[Records from a data source]
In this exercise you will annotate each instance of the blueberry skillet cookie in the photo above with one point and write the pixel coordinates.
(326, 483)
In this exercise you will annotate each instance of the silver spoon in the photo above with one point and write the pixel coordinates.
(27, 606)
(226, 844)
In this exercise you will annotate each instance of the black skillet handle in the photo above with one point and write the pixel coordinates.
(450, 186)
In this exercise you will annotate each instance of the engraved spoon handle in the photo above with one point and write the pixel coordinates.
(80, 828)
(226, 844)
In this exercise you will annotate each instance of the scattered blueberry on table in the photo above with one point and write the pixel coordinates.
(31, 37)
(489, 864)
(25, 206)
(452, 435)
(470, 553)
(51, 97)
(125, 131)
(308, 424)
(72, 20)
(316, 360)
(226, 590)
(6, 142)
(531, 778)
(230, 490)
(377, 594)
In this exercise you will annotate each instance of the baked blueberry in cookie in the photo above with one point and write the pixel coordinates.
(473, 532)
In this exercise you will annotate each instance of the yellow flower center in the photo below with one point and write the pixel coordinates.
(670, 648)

*WORK INSTRUCTIONS:* What you need to do is repeat every record above exactly.

*PROBLEM SOLUTION:*
In this exercise you will annotate each instance of the blueberry skillet cookie in the photo above with one point and write the pixel coordinates.
(326, 483)
In this exercise you will annotate each instance of the silver spoon in the photo above with one point and write the pixel coordinates.
(27, 606)
(226, 844)
In this exercise you will annotate each instance of the black skillet handle in the photo above with one point and write the pixel coordinates.
(450, 186)
In this exercise you will annotate each instance of the engraved spoon handle in the photo above with one point and write the pixel coordinates.
(80, 828)
(226, 844)
In this exercise you will annotate each instance of the scattered blueberry on table in the photo above with one point and write the pixel coordinates.
(31, 37)
(489, 864)
(25, 206)
(452, 435)
(470, 553)
(51, 97)
(125, 131)
(308, 424)
(72, 20)
(316, 360)
(226, 590)
(6, 142)
(531, 778)
(230, 490)
(377, 594)
In this exercise you will annotate each instance of the baked blueberry in cookie in the photo above with one point and write the pixel coordinates.
(473, 532)
In this exercise you will annotate each instance of the yellow flower center in the photo below with one point and write the pixel coordinates.
(670, 648)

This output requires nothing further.